_Document text_
* * *
The heterosexual relationship that is formed within the private spheres of the family assumes that women, as the primary workers within the private sphere, hold the undue burden of household responsibilities. Acknowledging these gendered roles, Loi No. 2014-873 outlines a goal to cultivate a “better work-life balance and the equal division of parental responsibility”(Loi No. 2014-873, Article 1). The provisions provided under this goal include an extension of six months of paid parental leave to incentivize a second parent to also take parental leave. The extended provision only applies if a parent who has not yet taken leave does so. While this provision attempts to tackle the “sexual divisions of labor” that limit women to “household labor,” it fails to address the normative assumptions of liberalism that tie women’s identities to the privatized family (Brown, 17). Without alleviating the “multiple burdens” of household chores that extend beyond child care in a privatized family, the provision fails to adequately equalize parental responsibilities (Brown, 17).
Even without the burdens of extraneous household responsibilities, women will always be unequally burdened with childcare due to their reproductive capacities. The “balanced sharing of parental responsibilities” that the law attempts to address can never be achieved under the two parent, heterosexual, family structure because women will always have reproductive responsibilities that men do not (Loi No. 2014-873, Article 1). This undue burden of reproductive labor will always fall on the woman in a heterosexual relationship.
Another provision provides for “child maintenance payments to improve the situations of persons who raise their children alone as a result of a separation or divorce” (Loi No. 2014-873, Article, 27). While this provision provides monetary compensation to the “impoverished single mother” outlined in Brown’s article, it still covertly defines the boundaries of a family as a two-person household. An individual is only able to gain compensation if they have previously had a partner and are only a single parent as a result of the breaking of their relations with the partner. While the language of the provision does not explicitly mention the gender of each partner, it still assumes the heteronormative ideal of the two parent family structure. Defining the boundaries of motherhood as one that can only occur in the context of two-parent households, women who choose to be mothers through assistive reproductive technologies are excluded from this provision and thereby excluded from the State’s definition of motherhood.
* * *
_What to do_
1. In the passage on Loi No. 2014-873, how long is the extension of paid parental leave?
2. Rewrite the stretch of the records from the line containing "the white cloud" through the line containing "column 18, row 93", replacing "license plate" with "number plate" and leaving everything else unchanged. Output only those lines.
The text and the records are unrelated to each other.
* * *
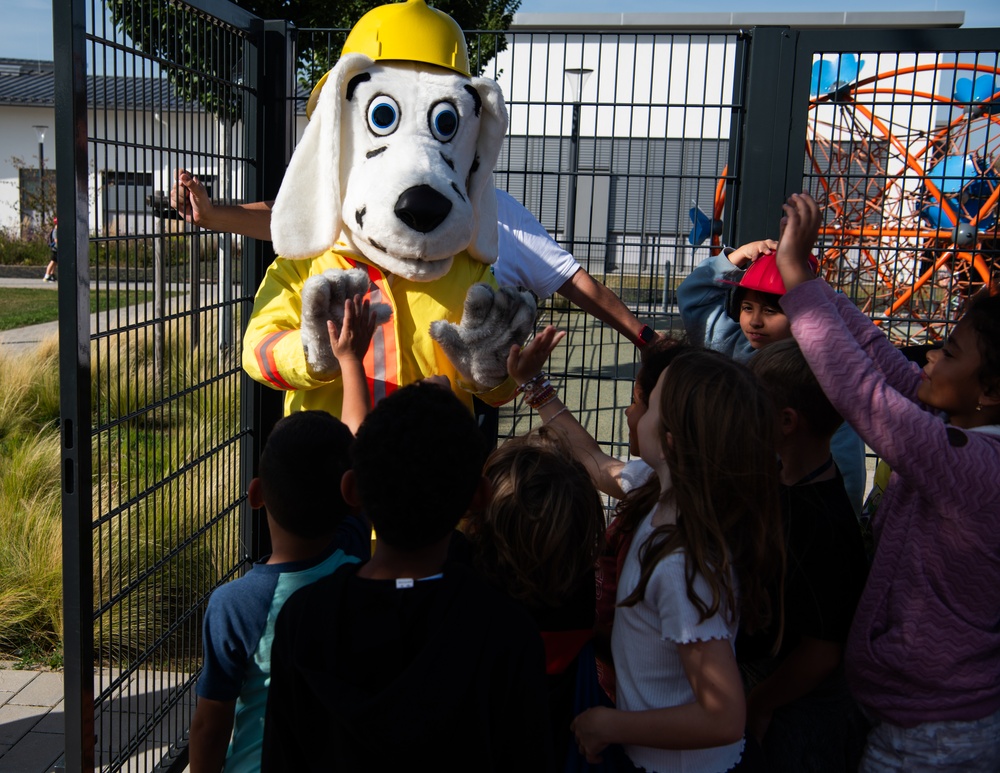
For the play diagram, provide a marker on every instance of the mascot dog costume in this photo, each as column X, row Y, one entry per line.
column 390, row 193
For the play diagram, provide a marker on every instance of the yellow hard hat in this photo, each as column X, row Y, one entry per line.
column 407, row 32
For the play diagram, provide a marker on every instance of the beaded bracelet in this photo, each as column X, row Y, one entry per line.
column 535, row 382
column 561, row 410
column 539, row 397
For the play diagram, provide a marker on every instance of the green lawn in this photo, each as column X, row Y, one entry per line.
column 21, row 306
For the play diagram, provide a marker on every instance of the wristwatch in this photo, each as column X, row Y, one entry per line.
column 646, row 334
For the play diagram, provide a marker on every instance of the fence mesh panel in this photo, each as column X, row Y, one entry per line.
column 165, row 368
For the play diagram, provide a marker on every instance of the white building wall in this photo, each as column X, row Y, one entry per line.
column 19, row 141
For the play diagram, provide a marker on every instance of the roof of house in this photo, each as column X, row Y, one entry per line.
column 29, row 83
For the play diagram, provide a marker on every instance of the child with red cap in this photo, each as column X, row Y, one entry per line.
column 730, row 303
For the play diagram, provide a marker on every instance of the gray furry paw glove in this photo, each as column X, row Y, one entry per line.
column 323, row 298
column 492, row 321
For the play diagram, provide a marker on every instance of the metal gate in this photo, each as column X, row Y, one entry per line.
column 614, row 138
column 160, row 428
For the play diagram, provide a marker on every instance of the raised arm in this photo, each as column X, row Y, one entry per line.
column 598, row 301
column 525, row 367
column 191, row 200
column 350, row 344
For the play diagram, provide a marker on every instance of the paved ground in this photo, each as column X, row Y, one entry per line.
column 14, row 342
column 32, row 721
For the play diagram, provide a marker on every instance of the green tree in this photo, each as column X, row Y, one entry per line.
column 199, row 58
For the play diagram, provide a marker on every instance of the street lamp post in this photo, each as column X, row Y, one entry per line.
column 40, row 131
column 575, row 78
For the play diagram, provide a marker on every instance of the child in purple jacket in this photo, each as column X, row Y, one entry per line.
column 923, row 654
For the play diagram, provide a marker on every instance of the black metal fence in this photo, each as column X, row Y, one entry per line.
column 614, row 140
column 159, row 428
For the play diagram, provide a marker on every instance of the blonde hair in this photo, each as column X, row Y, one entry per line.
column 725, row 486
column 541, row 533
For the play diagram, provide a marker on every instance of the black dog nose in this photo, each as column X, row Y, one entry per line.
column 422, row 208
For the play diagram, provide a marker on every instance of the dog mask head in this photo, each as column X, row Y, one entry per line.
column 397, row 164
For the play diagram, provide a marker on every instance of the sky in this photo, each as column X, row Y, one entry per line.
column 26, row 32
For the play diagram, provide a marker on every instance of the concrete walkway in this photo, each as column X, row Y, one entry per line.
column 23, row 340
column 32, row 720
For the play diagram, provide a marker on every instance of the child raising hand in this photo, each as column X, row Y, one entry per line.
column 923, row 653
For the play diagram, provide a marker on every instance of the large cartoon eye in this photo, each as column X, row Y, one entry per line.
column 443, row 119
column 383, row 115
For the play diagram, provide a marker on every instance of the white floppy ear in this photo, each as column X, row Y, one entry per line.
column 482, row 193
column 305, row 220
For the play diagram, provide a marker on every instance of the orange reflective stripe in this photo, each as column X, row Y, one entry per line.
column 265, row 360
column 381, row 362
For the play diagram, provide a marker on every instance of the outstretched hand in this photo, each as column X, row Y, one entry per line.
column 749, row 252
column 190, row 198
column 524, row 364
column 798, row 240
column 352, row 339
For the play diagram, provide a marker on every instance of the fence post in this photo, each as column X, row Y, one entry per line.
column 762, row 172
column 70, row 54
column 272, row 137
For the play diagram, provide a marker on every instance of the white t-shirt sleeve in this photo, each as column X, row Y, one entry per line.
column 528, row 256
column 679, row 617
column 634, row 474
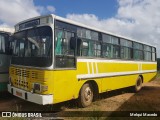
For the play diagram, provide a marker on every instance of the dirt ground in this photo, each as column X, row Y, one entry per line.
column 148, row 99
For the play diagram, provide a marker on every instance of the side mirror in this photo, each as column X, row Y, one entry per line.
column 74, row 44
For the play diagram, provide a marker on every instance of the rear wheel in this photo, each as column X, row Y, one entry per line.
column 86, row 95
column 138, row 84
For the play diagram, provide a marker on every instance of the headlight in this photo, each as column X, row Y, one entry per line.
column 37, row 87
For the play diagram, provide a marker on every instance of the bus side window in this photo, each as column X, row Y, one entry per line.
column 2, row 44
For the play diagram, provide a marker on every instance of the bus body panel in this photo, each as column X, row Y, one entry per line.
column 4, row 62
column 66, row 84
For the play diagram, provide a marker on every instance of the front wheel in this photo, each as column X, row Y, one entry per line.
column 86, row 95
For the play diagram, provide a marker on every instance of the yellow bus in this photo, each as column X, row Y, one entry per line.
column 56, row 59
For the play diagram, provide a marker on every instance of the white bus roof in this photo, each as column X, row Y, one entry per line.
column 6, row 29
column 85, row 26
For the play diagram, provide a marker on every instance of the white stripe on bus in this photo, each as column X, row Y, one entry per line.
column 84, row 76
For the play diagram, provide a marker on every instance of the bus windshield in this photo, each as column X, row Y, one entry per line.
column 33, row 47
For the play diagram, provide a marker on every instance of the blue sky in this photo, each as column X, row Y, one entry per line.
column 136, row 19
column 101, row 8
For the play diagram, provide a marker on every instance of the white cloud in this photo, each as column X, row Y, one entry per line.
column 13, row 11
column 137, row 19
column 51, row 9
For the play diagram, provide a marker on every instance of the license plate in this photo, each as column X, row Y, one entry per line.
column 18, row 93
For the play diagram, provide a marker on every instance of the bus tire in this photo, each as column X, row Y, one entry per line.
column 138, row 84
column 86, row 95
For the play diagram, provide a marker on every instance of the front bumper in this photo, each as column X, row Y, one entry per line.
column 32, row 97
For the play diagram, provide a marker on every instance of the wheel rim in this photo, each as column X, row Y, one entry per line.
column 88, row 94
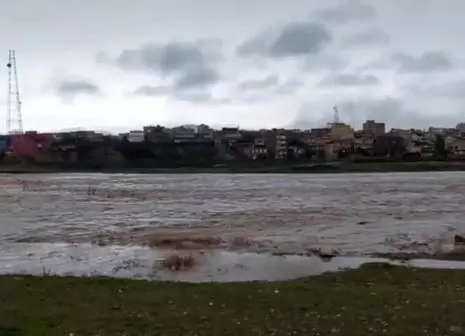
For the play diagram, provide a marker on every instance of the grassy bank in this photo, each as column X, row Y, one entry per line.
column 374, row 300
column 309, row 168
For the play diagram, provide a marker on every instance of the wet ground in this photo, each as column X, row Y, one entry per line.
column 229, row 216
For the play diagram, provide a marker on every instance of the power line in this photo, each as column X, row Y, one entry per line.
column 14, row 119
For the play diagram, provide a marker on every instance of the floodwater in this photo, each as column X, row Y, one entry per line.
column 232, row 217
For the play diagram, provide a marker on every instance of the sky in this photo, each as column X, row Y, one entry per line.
* * *
_Solution set_
1. Six months.

2.
For the play diagram, provide a marker on every instance of the white cloud in this photo, each as column X, row Y, one entry per line.
column 13, row 11
column 137, row 19
column 51, row 9
For the play diagram, provide a marker on every instance of the number plate in this photo, each as column X, row Y, one entry per line.
column 18, row 93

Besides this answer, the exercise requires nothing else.